DOCUMENT EXCERPT -
---
Closed kanchi240 closed 3 years ago
What version of GCC are you using?
Looks like we should add the -std=c99
flag to the compiler. I guess that can't hurt, even though it always worked for me.
Also, your version of pip
is quite old, so there may be other issues.
Looks like even gcc 5 has a default of gnu11. https://gcc.gnu.org/onlinedocs/gcc-5.5.0/gcc/C-Dialect-Options.html#C-Dialect-Options How come your compiler is not even using C99? Is it some system-wide setting overriding the default?
(test) [root@VM-0-240-centos ~]# gcc --version gcc (GCC) 4.8.5 20150623 (Red Hat 4.8.5-39) Copyright (C) 2015 Free Software Foundation, Inc. This is free software; see the source for copying conditions. There is NO warranty; not even for MERCHANTABILITY or FITNESS FOR A PARTICULAR PURPOSE.
Thank you, @PetterS
Success install after update gcc, see below about how to update gcc in centos:
sudo yum install centos-release-scl devtoolset-7-gcc*
scl enable devtoolset-7 bash
Alright, that's great! I think we'll skip doing any changes to the setup file then and instead require gcc 5+.
Hi,
I stumbled upon a similar issue trying to install quickjs on RHEL 7 (which uses gcc 4.8.x by default). It failed because of the missing flag -Wincompatible-pointer-types
. I'm investigating whether I can update gcc.
If this requirement on gcc >= 5.x
is strong, it would be nice to mention it more explicitly:
gcc 4.8 was released more than eight years ago. I don't have the bandwith to make sure everything works with that old compilers.
But if there is a nice way of testing with gcc 4.8 in the CI, I am open to merging support.
Understood, I am aware that the change should be made on my side.
---
SUPPLIED DATA -
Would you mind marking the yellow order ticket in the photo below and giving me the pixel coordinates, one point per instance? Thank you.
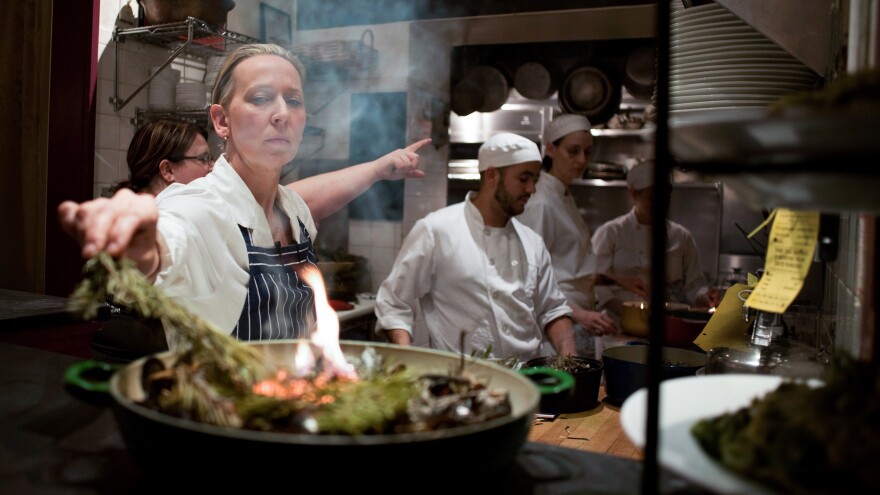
---
Reproduce the stretch of the compiler discussion above from "If this requirement" through "on my side.", keeping every word unchanged.

EXERCISE RESULT -
If this requirement on gcc >= 5.x
is strong, it would be nice to mention it more explicitly:
gcc 4.8 was released more than eight years ago. I don't have the bandwith to make sure everything works with that old compilers.
But if there is a nice way of testing with gcc 4.8 in the CI, I am open to merging support.
Understood, I am aware that the change should be made on my side.